Look in the data below for the line that contains "report each as". Copy that line and the remaining lines exactly.

INFORMATION GIVEN:
[Start of Attachment]
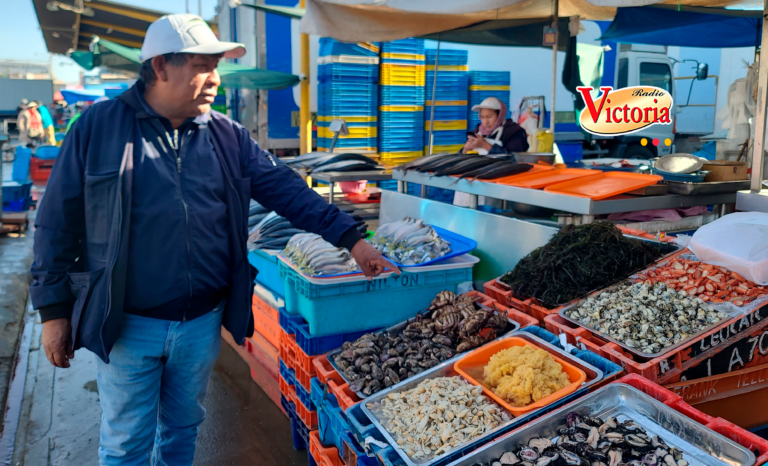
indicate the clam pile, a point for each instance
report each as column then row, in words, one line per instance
column 645, row 316
column 438, row 415
column 590, row 441
column 452, row 324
[End of Attachment]
PROBLEM SOLUTION:
report each as column then row, in words, one line per instance
column 645, row 316
column 438, row 415
column 590, row 441
column 452, row 324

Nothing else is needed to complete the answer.